• INSTRUCTION: Put every line of the following records into a numbered list, omitting any blank lines.

· · · · · · ·

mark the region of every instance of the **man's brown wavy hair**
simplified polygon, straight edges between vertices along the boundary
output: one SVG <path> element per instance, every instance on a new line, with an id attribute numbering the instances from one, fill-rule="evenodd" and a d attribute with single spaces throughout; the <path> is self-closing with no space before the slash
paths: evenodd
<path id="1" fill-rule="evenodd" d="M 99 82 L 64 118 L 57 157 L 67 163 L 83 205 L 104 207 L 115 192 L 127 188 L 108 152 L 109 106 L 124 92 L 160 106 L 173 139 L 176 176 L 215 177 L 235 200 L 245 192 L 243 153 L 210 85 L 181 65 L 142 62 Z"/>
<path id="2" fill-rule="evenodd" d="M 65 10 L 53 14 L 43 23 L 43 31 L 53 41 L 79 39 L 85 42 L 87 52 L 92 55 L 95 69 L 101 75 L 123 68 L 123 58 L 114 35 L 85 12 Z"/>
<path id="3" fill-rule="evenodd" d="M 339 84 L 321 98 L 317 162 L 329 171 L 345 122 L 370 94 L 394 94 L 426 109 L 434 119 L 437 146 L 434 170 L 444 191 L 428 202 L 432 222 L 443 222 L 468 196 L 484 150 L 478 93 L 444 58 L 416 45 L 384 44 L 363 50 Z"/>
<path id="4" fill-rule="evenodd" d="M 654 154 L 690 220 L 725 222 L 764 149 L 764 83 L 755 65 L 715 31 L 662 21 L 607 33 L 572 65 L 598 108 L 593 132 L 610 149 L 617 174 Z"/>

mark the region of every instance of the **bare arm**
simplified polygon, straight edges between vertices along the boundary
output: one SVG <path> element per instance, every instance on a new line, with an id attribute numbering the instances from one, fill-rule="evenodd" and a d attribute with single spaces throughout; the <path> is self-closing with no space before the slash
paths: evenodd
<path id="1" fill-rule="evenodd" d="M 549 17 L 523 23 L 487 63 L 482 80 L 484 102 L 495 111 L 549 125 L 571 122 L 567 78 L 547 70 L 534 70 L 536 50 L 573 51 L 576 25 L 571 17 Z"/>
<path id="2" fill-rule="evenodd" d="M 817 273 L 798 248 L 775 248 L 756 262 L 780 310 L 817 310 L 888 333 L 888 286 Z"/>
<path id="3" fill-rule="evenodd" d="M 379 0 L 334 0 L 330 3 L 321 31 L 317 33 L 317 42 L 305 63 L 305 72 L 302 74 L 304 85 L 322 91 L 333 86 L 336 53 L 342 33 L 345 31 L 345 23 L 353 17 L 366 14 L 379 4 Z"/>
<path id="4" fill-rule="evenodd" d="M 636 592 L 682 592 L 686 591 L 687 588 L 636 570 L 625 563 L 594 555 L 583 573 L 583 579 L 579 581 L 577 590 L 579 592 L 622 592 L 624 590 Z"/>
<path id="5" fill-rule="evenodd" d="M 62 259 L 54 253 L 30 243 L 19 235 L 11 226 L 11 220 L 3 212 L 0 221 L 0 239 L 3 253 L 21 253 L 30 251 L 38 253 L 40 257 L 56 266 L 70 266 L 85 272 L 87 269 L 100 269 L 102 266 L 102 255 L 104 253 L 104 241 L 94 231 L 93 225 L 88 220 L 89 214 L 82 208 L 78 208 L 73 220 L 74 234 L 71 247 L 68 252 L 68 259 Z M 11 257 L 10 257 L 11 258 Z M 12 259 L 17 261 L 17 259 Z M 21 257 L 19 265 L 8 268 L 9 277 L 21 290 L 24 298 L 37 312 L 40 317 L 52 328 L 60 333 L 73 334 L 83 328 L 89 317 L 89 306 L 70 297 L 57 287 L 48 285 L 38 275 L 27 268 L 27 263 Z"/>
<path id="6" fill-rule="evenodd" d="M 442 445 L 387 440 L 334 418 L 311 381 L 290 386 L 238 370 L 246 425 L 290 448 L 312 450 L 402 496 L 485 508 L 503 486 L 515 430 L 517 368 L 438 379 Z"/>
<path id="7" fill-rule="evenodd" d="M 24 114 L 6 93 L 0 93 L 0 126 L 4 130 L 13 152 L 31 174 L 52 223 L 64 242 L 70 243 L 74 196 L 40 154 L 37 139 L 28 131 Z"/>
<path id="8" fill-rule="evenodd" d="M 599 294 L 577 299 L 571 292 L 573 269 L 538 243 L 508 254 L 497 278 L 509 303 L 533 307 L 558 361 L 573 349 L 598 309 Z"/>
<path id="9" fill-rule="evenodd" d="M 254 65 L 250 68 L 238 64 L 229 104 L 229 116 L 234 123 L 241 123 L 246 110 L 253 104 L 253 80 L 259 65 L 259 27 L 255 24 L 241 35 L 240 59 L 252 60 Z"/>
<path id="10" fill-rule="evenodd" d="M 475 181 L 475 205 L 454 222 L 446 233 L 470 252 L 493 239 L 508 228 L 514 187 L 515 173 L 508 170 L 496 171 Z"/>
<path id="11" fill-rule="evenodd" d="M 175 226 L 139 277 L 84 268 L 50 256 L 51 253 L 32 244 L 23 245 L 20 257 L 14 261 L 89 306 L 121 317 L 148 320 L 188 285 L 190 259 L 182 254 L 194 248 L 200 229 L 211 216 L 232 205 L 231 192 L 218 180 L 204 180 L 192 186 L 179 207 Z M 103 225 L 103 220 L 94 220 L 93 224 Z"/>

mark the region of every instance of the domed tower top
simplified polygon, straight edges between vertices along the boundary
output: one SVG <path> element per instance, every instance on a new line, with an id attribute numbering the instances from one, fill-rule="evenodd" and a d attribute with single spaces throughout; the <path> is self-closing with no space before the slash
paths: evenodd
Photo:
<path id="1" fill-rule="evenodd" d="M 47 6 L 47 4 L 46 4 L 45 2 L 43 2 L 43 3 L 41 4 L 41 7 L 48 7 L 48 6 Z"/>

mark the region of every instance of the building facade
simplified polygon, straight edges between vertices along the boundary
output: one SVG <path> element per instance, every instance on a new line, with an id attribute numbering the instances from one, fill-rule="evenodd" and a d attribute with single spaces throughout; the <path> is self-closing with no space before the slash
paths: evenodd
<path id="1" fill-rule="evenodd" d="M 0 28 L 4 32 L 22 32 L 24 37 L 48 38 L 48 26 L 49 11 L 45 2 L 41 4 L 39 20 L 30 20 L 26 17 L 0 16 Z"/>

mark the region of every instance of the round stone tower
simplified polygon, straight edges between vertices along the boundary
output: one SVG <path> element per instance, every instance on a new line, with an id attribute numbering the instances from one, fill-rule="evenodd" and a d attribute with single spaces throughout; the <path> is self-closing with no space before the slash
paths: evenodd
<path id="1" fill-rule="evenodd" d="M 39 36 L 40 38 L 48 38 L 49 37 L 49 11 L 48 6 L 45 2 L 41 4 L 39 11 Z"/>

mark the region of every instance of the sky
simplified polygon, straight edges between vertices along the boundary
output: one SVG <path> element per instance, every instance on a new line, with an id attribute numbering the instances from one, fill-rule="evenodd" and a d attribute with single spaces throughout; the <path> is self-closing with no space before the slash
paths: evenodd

· · · · · · ·

• COMPLETED TASK:
1. mark the region of every instance of the **man's brown wavy hair**
2. simplified polygon, straight edges between vertices along the boundary
3. output: one SVG <path> element per instance, every instance on a new line, with an id attribute numbering the instances from one, fill-rule="evenodd" and a d attribute with single spaces throughout; the <path> is self-closing with no space before the slash
4. paths: evenodd
5. <path id="1" fill-rule="evenodd" d="M 99 82 L 64 118 L 57 157 L 67 163 L 83 205 L 104 207 L 115 192 L 127 188 L 108 152 L 109 106 L 124 92 L 160 106 L 173 139 L 176 176 L 215 177 L 235 200 L 245 192 L 243 153 L 210 85 L 181 65 L 142 62 Z"/>
6. <path id="2" fill-rule="evenodd" d="M 65 10 L 53 14 L 43 23 L 43 31 L 53 41 L 79 39 L 85 42 L 87 52 L 92 55 L 95 69 L 101 75 L 123 68 L 123 58 L 114 35 L 85 12 Z"/>
7. <path id="3" fill-rule="evenodd" d="M 339 84 L 321 98 L 317 162 L 329 171 L 345 122 L 370 94 L 394 94 L 426 109 L 434 119 L 437 146 L 434 170 L 444 191 L 428 202 L 432 222 L 443 222 L 468 196 L 484 150 L 478 93 L 444 58 L 416 45 L 384 44 L 363 50 Z"/>
8. <path id="4" fill-rule="evenodd" d="M 654 154 L 690 220 L 725 222 L 764 149 L 764 83 L 755 65 L 715 31 L 662 21 L 607 33 L 572 65 L 598 108 L 593 132 L 610 149 L 617 174 Z"/>
9. mark the region of every instance of the **bare arm**
10. simplified polygon, straight edges between vertices along the boundary
11. output: one SVG <path> element per instance, every instance on a new line, with an id attribute numbering the instances from one, fill-rule="evenodd" and a d attribute with single spaces throughout; the <path> is self-closing with no space before the slash
12. paths: evenodd
13. <path id="1" fill-rule="evenodd" d="M 549 17 L 523 23 L 487 63 L 482 80 L 484 102 L 495 111 L 549 125 L 571 122 L 567 78 L 547 70 L 534 70 L 536 50 L 573 51 L 576 25 L 571 17 Z"/>
14. <path id="2" fill-rule="evenodd" d="M 817 273 L 798 248 L 775 248 L 756 262 L 780 310 L 817 310 L 888 333 L 888 286 Z"/>
15. <path id="3" fill-rule="evenodd" d="M 379 0 L 334 0 L 330 3 L 321 31 L 317 33 L 317 42 L 305 63 L 305 72 L 302 74 L 304 85 L 322 91 L 333 86 L 336 53 L 342 33 L 345 31 L 345 23 L 353 17 L 366 14 L 379 4 Z"/>
16. <path id="4" fill-rule="evenodd" d="M 636 592 L 682 592 L 686 591 L 687 588 L 636 570 L 625 563 L 594 555 L 583 573 L 583 579 L 579 581 L 577 590 L 579 592 L 622 592 L 624 590 Z"/>
17. <path id="5" fill-rule="evenodd" d="M 62 259 L 54 253 L 30 243 L 19 235 L 11 226 L 11 220 L 3 212 L 0 221 L 0 239 L 3 253 L 21 253 L 30 251 L 38 253 L 40 257 L 56 266 L 70 266 L 85 272 L 87 269 L 100 269 L 102 266 L 102 255 L 104 253 L 104 241 L 94 231 L 93 225 L 88 220 L 89 214 L 82 208 L 78 208 L 73 220 L 74 234 L 71 247 L 68 252 L 68 259 Z M 11 257 L 10 257 L 11 258 Z M 12 259 L 17 261 L 17 259 Z M 21 257 L 19 265 L 8 268 L 9 277 L 21 290 L 24 298 L 37 312 L 40 317 L 52 328 L 60 333 L 73 334 L 83 328 L 89 317 L 89 306 L 70 297 L 57 287 L 48 285 L 38 275 L 27 268 L 27 263 Z"/>
18. <path id="6" fill-rule="evenodd" d="M 442 445 L 387 440 L 334 418 L 311 381 L 290 386 L 238 370 L 246 425 L 290 448 L 312 450 L 402 496 L 485 508 L 503 486 L 515 430 L 517 368 L 438 379 Z"/>
19. <path id="7" fill-rule="evenodd" d="M 24 114 L 6 93 L 0 93 L 0 126 L 4 130 L 13 152 L 31 174 L 52 223 L 64 242 L 70 243 L 74 196 L 40 154 L 37 139 L 28 131 Z"/>
20. <path id="8" fill-rule="evenodd" d="M 599 294 L 577 299 L 571 292 L 573 269 L 538 243 L 508 254 L 497 278 L 509 303 L 533 307 L 558 361 L 573 349 L 598 309 Z"/>
21. <path id="9" fill-rule="evenodd" d="M 254 65 L 250 68 L 238 64 L 229 104 L 229 116 L 234 123 L 241 123 L 246 110 L 253 104 L 253 80 L 259 65 L 259 27 L 255 24 L 241 35 L 240 59 L 252 60 Z"/>
22. <path id="10" fill-rule="evenodd" d="M 475 181 L 475 205 L 454 222 L 446 233 L 470 252 L 493 239 L 508 228 L 514 187 L 515 173 L 508 170 L 496 171 Z"/>
23. <path id="11" fill-rule="evenodd" d="M 175 226 L 139 277 L 84 268 L 50 256 L 51 253 L 32 244 L 23 245 L 20 257 L 14 261 L 89 306 L 121 317 L 148 320 L 188 285 L 190 259 L 182 254 L 194 248 L 200 229 L 211 216 L 232 205 L 231 192 L 218 180 L 204 180 L 192 186 L 179 207 Z M 103 225 L 103 220 L 94 220 L 93 224 Z"/>
24. mark the region of every instance of the domed tower top
25. simplified polygon, straight edges between vertices along the boundary
26. output: one SVG <path> element per instance, every instance on a new line, with an id attribute numbering the instances from one, fill-rule="evenodd" and a d attribute with single spaces throughout; the <path> is self-closing with no space before the slash
27. paths: evenodd
28. Photo:
29. <path id="1" fill-rule="evenodd" d="M 47 6 L 47 4 L 46 4 L 45 2 L 43 2 L 43 3 L 41 4 L 41 7 L 48 7 L 48 6 Z"/>
30. mark the region of every instance of the building facade
31. simplified polygon, straight edges between vertices along the boundary
32. output: one SVG <path> element per instance, every instance on a new line, with an id attribute numbering the instances from one, fill-rule="evenodd" and a d attribute with single spaces throughout; the <path> is self-closing with no space before the slash
33. paths: evenodd
34. <path id="1" fill-rule="evenodd" d="M 0 28 L 4 32 L 22 32 L 24 37 L 48 38 L 48 26 L 49 11 L 45 2 L 41 4 L 39 20 L 30 20 L 26 17 L 0 16 Z"/>
35. mark the region of every instance of the round stone tower
36. simplified polygon, straight edges between vertices along the boundary
37. output: one SVG <path> element per instance, every instance on a new line, with an id attribute numbering the instances from one, fill-rule="evenodd" and a d attribute with single spaces throughout; the <path> is self-closing with no space before the slash
38. paths: evenodd
39. <path id="1" fill-rule="evenodd" d="M 39 36 L 40 38 L 48 38 L 49 37 L 49 11 L 48 6 L 45 2 L 41 4 L 39 11 Z"/>
40. mark the region of every instance of the sky
41. simplified polygon, straight edges between vertices along the boundary
42. output: one SVG <path> element per instance, every instance on a new line, with an id attribute numbering the instances from one, fill-rule="evenodd" and a d attribute with single spaces throughout; the <path> is self-closing with no space before the slash
43. paths: evenodd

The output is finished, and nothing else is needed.